*Aufgabenbeschreibung*: Schreibe die Zeilen aller folgenden Datensätze unverändert ab. Lass die Bilder dabei weg.

------------------------------------------------------------------------

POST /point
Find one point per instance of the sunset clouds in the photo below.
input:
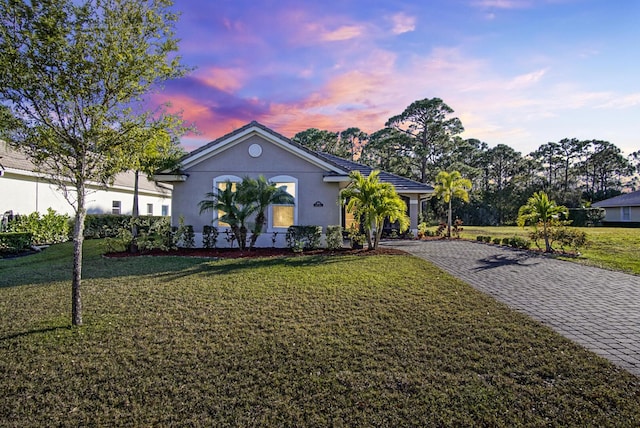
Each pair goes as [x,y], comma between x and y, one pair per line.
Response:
[522,78]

------------------------------------------------------------------------

*Die Lösung*:
POST /point
Find one point per instance of the sunset clouds in the photo below.
input:
Each pair goes as [x,y], comma between x and y, one pair per line.
Response:
[522,78]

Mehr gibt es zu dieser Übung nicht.